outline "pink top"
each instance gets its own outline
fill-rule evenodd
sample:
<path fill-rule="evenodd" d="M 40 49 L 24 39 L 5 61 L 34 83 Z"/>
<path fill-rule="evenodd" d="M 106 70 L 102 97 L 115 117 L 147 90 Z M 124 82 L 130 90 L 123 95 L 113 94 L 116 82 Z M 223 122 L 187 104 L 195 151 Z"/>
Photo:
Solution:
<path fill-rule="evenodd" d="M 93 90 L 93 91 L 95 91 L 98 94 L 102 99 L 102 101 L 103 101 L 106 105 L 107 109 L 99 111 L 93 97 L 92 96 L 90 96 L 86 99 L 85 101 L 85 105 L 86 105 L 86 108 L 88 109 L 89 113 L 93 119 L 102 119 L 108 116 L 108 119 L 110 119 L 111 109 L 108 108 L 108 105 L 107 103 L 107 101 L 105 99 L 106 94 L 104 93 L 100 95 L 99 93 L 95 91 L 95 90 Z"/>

※ ※ ※

[Problem description] Write out the complete set of records exactly as given.

[Reply to the exercise]
outline "pink top"
each instance gets its own outline
fill-rule evenodd
sample:
<path fill-rule="evenodd" d="M 40 49 L 24 39 L 5 61 L 34 83 Z"/>
<path fill-rule="evenodd" d="M 106 70 L 102 97 L 115 117 L 147 90 Z M 124 82 L 130 90 L 123 95 L 113 94 L 116 82 Z M 223 122 L 187 104 L 195 151 Z"/>
Photo:
Solution:
<path fill-rule="evenodd" d="M 93 90 L 93 91 L 95 91 L 98 94 L 102 99 L 102 101 L 103 101 L 106 105 L 107 109 L 99 111 L 93 97 L 92 96 L 90 96 L 86 99 L 85 101 L 85 105 L 86 105 L 86 108 L 88 109 L 89 113 L 93 119 L 102 119 L 108 116 L 108 119 L 110 119 L 111 109 L 108 108 L 108 105 L 107 103 L 107 101 L 105 99 L 106 94 L 104 93 L 100 95 L 99 93 L 95 91 L 95 90 Z"/>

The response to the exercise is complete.